» **Document excerpt**
..............................

Clinkers periodically win the Nobel Peace Prize, and 1985 looks to be another of those downer years. An organization called the International Physicians for the Prevention of Nuclear War was cited by the Norwegian Nobel Committee for performing a "considerable service to mankind by spreading authoritative information and by creating an awareness of the catastrophic consequences of atomic warfare."

Translated, that means the doctors are skilled in the ways of calling conferences, seminars, symposia (alternate them every third year) and then issuing press releases on the creative frenzy the assembled panels work themselves into while issuing ban-the-bomb papers among themselves that deplore, denounce, condemn (alternate them every third sentence).

The annual budget for these energetic scolds is about $1 million. Although not matching the ludicrousness of the 1973 award to Henry Kissinger and Le Duc Tho of North Vietnam (Le had the grace to decline), the prize to the doctors is a bring-down. Their speeches and articles against nuclear war show them to be defenders of rational inclinations that the Final Fire is to be avoided. The message is worthy of a Nobel Peace Prize, but the deliverers are not.

The physicians don't belong in the company of such past Nobel winners as Desmond Tutu, Lech Walesa, Mother Teresa, Adolfo Perez Esquivel, Martin Luther King Jr. and Al- bert Luthuli, to go back only 25 years. These were practitioners of peace, not theoreticians. They were honored for what they did, not what they intoned.

Among that group, only King took time out for the writerly pursuits -- and often that was when he languished in jail and had spare moments. The rest of the time he took to prizing peace by organizing victims of racial and military violence into a force of resistance.

..............................

» **The data**
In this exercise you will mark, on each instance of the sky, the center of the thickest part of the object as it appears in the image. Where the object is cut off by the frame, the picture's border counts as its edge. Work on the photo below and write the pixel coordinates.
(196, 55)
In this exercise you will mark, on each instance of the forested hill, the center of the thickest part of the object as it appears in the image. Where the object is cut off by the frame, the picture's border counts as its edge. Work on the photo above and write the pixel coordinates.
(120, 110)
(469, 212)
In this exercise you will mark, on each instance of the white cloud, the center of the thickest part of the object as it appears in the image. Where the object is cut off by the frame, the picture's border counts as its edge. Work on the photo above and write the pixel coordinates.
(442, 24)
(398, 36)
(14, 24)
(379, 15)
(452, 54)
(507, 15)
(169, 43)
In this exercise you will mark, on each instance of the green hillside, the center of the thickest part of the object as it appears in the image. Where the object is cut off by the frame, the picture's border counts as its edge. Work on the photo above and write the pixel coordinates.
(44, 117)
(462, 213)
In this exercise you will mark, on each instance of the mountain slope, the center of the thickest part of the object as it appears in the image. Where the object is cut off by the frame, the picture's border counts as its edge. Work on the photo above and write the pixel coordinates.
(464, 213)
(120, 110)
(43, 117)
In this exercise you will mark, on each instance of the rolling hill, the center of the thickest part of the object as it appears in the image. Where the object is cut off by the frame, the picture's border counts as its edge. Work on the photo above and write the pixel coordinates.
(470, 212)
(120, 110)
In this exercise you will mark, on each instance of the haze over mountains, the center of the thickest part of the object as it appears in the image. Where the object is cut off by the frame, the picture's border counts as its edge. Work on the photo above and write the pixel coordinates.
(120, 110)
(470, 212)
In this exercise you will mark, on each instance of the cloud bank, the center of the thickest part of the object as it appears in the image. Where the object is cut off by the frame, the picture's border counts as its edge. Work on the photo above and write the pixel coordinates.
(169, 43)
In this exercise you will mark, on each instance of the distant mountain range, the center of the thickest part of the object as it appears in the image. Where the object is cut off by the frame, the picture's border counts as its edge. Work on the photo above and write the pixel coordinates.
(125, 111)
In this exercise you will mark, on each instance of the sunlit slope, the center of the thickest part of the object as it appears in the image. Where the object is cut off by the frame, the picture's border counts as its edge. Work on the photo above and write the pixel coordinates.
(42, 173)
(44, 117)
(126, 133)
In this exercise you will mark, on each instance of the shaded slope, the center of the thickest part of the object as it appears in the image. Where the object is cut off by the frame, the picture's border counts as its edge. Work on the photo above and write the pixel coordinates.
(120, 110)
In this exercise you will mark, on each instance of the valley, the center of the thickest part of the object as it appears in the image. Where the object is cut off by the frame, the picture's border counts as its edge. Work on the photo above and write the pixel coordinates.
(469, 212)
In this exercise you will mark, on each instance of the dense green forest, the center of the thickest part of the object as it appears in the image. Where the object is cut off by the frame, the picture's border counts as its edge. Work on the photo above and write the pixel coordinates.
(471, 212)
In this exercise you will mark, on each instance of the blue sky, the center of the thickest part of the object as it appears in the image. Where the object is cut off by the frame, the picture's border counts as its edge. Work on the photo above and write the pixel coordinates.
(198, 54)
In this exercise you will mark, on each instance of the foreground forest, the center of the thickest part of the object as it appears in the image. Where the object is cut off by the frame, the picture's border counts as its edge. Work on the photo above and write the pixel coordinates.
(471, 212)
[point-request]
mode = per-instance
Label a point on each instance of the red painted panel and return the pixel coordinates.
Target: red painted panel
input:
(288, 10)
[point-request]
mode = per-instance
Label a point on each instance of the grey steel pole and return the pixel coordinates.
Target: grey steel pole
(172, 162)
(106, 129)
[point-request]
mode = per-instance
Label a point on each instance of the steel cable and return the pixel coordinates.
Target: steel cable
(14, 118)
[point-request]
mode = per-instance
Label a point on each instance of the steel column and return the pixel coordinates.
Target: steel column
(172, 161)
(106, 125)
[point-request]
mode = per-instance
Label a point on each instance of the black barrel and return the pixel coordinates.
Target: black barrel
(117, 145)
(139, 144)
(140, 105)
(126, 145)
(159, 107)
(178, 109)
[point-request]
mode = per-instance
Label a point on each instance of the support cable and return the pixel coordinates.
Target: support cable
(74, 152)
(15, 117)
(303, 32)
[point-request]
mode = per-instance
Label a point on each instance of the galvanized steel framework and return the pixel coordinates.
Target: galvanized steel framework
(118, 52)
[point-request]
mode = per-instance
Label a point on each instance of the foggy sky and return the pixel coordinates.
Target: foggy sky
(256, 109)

..............................

» **Tasks to perform**
a. Could you print the stretch of the 1985 Nobel Peace Prize column from "Clinkers periodically win" through "every third sentence)."?
b. Can you pick up the 1985 Nobel Peace Prize column after its last sentence and carry it on?

» **Results by task**
a.
Clinkers periodically win the Nobel Peace Prize, and 1985 looks to be another of those downer years. An organization called the International Physicians for the Prevention of Nuclear War was cited by the Norwegian Nobel Committee for performing a "considerable service to mankind by spreading authoritative information and by creating an awareness of the catastrophic consequences of atomic warfare."

Translated, that means the doctors are skilled in the ways of calling conferences, seminars, symposia (alternate them every third year) and then issuing press releases on the creative frenzy the assembled panels work themselves into while issuing ban-the-bomb papers among themselves that deplore, denounce, condemn (alternate them every third sentence).

b.
In their own countries, Walesa of Poland and Perez Esquivel of Argentina did the same. Like King, they were jailed by their governments. After receiving their awards they were, like King, scorned by public officials. In the company of Mother Teresa and Desmond Tutu, all took risks, all dirtied their hands and all practiced the works of peace themselves before calling others to the mission.

The international physicians are callers first. That is the easiest work in the peace movement. The careers of the two doctors who are to receive the award on behalf of the movement show that they have involved themselves in peace work only as a sideline. Their power is in their letterhead, not the streets.

Dr. Bernard Lown, a Boston cardiologist and co-founder of the group in 1980, is the inventor of the defibrillator, a medical device that helps revive a failing heart. Dr. Yevgeny I. Chazov, the Soviet co-chairman of the group, is also a cardiologist. A Communist Party member for nearly 25 years, he is known in Moscow circles as "the Kremlin doctor." Perhaps he will celebrate by paying a house call on the 1975 Nobel winner, Andrei Sakharov, who is in Gorki under house arrest.

Lown and Chazov are publicists for the same message that countless others -- from the makers of the film "The Day After" to the members of Congress who vote against the Pentagon's latest dream weapon -- have been delivering. Why single out this group, especially with its newcomer status, and when the prisons of the world are crowded with silenced peacemakers?

The physicians are not even advancing the disarmament argument. Thirty years ago, a grouping of 55 Nobel laureates issued an appeal to all nations to give up war: "In extreme danger no nation will deny itself the use of any weapons that scientific technology can produce. All nations must come to the decision to renounce force as a final resort of policy. If they are not prepared to do this they will cease to exist."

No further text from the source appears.